* 提示文 *
◇ ◇ ◇ ◇ ◇
結核症は、結核菌によって引き起こされる感染症です。古くはエジプトのミイラから、典型的な結核の痕跡が見つかるなど、人類の歴史とともにある古い病気です。日本では1950年以前、結核が死因のトップであり、国民の2人に1人が結核、年間10万人以上が結核で死亡する、という「国民病」ともいえる結核蔓延を呈していた時代がありました。1951年に「結核予防法」が制定されて以来、結核感染に対する国家的対策が進み、早期発見・隔離、厳格な服薬支援、接触者の健診などの総合的な結核対策が効果を上げ、現在では「一昔前の病気」と考えられがちです。しかし、現在の日本でも高齢者を中心に年間に2.2万人の新規発病者が報告されています。これは1950年以前に比較すると著しく減少したとはいえ、欧米に比べると3-5倍程度と高い数字です。1970年代まで順調に減少してきたわが国の結核罹患率は、80年代に入って減少率が鈍化し、その後 増加傾向を示したことから、厚生省(当時)は1999年、「結核緊急事態宣言」を発しました。決して「一昔前の病気」ではない「身近な病気」であることに注意が必要です。
◇ ◇ ◇ ◇ ◇
* 課題 *
提示文の要点を二文にまとめてください。

* 記録データ *
◇ ◇ ◇ ◇ ◇
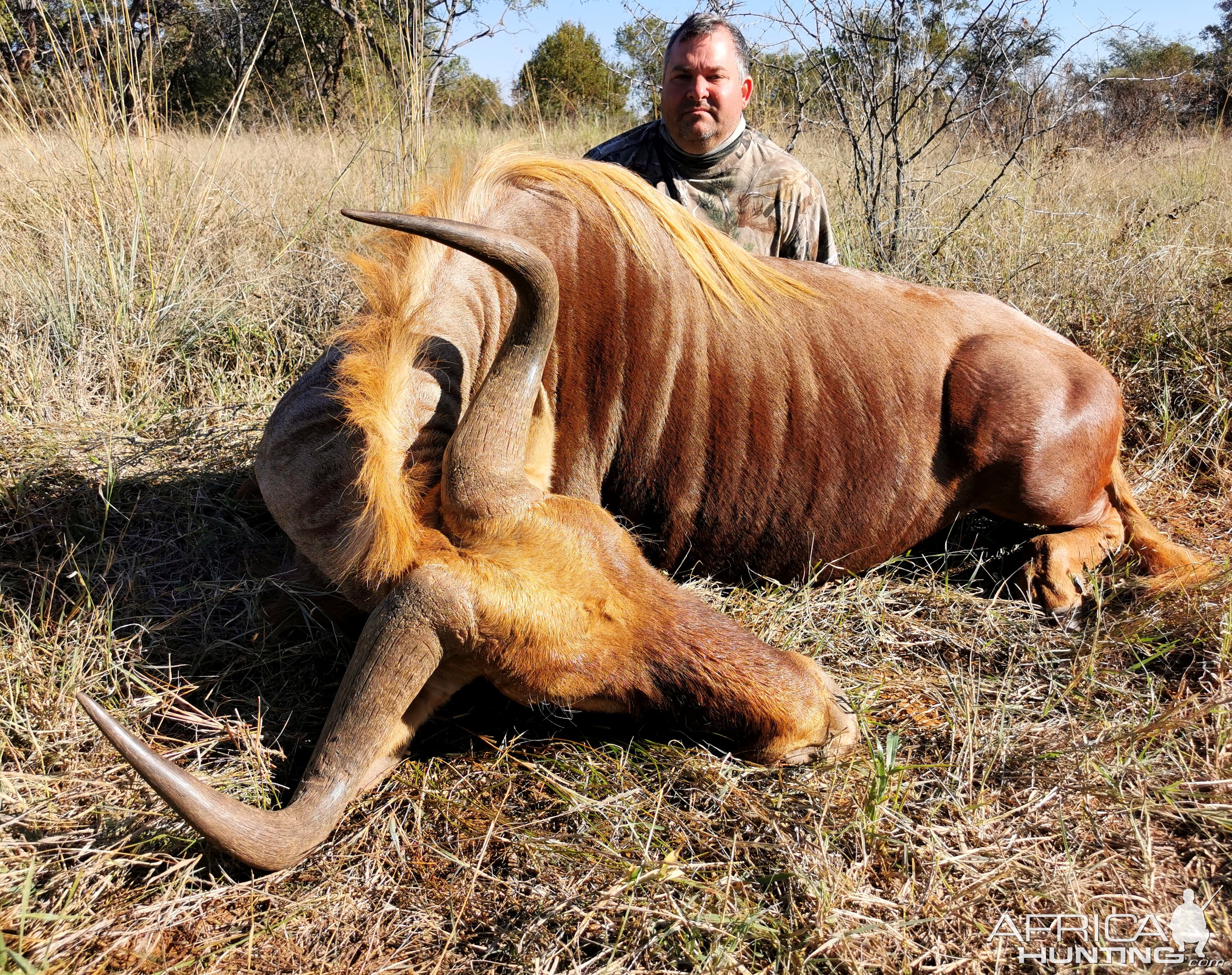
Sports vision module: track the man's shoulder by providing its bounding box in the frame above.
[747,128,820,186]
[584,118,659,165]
◇ ◇ ◇ ◇ ◇
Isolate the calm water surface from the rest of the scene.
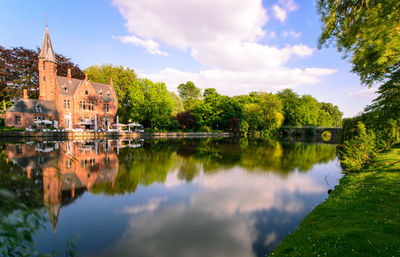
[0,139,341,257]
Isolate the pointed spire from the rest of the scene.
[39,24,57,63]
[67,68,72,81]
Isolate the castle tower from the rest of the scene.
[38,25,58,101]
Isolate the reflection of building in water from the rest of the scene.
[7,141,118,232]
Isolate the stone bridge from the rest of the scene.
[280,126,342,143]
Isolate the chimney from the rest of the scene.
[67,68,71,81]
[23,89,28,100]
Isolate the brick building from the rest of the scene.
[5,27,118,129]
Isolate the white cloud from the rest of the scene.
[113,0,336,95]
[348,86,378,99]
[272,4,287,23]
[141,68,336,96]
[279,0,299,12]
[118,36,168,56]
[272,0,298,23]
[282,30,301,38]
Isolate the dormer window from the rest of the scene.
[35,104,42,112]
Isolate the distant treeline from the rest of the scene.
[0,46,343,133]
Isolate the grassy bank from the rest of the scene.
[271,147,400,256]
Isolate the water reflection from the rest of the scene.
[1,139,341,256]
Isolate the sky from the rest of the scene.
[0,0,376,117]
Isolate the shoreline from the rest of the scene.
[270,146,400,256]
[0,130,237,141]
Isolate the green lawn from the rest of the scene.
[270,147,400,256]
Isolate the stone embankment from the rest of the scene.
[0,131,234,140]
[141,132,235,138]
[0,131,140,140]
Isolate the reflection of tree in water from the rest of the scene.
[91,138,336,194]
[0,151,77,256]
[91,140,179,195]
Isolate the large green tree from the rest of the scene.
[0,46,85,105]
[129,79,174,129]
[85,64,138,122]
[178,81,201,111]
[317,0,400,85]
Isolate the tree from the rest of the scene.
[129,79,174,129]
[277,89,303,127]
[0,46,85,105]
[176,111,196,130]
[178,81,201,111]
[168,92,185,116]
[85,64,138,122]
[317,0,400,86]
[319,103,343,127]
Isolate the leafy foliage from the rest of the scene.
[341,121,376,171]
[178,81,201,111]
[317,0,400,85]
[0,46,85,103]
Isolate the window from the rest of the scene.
◇ ◇ ◇ ◇ ◇
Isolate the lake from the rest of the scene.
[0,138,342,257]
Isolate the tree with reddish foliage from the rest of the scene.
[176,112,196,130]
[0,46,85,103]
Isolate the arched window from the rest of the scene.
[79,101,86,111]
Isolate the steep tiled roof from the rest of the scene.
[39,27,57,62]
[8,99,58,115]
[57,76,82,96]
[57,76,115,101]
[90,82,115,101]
◇ ◇ ◇ ◇ ◇
* 解答例 *
結核は結核菌による古くからの感染症で、日本では1950年以前には死因のトップでしたが、1951年の「結核予防法」制定以来の総合的な対策が効果を上げ、現在では「一昔前の病気」と考えられがちです。しかし、今も高齢者を中心に年間2.2万人の新規発病者が報告されており、欧米の3-5倍程度と高く、1999年には「結核緊急事態宣言」も発せられたことから、「身近な病気」として注意が必要です。